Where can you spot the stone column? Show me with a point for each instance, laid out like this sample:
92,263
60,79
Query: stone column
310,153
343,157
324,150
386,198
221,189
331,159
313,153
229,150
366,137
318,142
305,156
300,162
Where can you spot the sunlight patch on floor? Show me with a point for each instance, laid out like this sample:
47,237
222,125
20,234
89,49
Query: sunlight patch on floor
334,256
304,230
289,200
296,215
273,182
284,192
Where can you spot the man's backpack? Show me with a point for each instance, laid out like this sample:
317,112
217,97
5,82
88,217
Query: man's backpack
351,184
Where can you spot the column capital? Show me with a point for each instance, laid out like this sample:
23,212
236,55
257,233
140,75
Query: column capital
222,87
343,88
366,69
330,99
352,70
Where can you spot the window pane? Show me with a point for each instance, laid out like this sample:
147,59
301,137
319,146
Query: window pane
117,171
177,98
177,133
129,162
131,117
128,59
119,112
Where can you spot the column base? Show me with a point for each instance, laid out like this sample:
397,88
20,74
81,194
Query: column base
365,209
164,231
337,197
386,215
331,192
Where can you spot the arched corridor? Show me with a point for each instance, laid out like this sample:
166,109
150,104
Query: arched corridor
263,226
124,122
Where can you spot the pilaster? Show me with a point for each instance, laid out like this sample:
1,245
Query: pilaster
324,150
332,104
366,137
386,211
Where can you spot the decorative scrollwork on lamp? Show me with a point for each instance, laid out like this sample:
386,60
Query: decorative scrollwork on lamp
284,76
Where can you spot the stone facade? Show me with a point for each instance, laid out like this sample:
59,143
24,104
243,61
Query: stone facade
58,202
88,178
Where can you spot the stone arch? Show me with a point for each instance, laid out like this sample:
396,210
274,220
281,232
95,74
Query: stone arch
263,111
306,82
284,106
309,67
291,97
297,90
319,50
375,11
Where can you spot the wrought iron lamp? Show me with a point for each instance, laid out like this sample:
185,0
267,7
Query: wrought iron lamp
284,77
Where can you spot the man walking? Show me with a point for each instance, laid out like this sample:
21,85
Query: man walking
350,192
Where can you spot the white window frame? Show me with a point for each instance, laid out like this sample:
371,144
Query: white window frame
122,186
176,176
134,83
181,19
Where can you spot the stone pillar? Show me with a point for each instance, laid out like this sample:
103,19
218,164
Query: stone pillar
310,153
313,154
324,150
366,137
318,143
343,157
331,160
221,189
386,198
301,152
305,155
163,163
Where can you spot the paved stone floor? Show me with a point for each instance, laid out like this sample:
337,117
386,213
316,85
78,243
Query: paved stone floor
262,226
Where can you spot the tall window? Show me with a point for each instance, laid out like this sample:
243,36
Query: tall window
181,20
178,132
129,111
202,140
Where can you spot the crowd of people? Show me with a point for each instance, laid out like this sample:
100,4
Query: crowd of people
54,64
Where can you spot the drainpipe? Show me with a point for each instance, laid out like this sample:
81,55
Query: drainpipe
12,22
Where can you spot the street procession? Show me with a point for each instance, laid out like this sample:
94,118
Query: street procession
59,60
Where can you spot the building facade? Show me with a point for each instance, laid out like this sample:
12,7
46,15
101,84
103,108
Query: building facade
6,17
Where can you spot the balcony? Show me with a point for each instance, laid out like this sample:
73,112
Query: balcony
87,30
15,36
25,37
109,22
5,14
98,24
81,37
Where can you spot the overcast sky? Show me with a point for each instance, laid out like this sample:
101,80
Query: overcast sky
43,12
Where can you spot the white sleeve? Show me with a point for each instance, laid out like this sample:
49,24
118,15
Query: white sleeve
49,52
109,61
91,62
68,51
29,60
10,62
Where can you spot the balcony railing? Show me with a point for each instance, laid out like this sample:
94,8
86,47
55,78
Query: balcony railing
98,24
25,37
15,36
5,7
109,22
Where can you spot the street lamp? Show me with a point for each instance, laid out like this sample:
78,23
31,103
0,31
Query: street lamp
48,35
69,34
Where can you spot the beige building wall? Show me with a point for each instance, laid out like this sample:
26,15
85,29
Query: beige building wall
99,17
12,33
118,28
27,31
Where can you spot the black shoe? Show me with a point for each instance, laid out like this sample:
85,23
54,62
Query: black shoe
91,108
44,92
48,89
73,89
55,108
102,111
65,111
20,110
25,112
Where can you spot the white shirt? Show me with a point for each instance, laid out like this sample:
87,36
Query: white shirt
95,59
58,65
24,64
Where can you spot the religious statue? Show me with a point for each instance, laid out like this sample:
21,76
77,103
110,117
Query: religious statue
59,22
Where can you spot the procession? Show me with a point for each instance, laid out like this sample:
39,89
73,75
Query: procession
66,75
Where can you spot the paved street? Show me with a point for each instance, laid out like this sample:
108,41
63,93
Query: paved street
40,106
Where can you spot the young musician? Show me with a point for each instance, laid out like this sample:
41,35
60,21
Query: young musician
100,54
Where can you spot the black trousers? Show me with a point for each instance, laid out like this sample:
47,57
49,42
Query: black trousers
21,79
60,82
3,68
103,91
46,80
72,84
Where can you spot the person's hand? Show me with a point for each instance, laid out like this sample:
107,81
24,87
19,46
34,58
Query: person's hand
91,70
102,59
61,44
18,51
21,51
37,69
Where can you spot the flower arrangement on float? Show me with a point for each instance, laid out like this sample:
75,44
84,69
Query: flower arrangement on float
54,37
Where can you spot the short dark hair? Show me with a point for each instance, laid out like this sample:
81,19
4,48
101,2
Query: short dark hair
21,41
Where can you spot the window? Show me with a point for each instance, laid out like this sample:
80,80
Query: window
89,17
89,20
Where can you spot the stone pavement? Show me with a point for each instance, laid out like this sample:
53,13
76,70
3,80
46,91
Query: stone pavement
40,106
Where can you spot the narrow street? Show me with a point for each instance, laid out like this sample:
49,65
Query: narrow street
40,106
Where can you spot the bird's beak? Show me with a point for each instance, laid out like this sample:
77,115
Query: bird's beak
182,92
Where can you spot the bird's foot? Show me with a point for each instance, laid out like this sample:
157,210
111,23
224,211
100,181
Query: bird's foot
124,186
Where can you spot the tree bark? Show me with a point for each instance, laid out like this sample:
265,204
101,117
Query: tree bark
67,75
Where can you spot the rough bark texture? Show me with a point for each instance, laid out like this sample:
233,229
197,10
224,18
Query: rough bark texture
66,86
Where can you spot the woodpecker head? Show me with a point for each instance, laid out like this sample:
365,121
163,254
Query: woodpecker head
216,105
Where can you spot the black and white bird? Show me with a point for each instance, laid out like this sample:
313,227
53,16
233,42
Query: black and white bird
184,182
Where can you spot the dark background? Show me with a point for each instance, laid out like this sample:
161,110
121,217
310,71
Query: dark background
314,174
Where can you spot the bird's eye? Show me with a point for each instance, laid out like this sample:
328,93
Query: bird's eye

________________________________________

Task to complete -
Rewrite the data from the line that contains "Where can you spot the woodpecker" through the end of the data, requests included, and shift every answer point by adding 7 to each of its coordinates.

Completed exercise -
Where can you spot the woodpecker head? Show me with a point for each instance, laid out like this sample:
365,121
163,254
Query: woodpecker head
223,112
Where can you spot the black and white bird? Show me with a point for each instance, laid out like this sample:
313,227
53,16
233,42
Query: black and white bird
191,189
Where can you spot the dark background? Show me with a point for each instance, laid out like this sample:
161,110
121,217
310,71
Query: dark background
321,181
Where can you spot the bird's eye? Show me with a point for each instance, laid out like this sample:
328,93
Query: bird's eye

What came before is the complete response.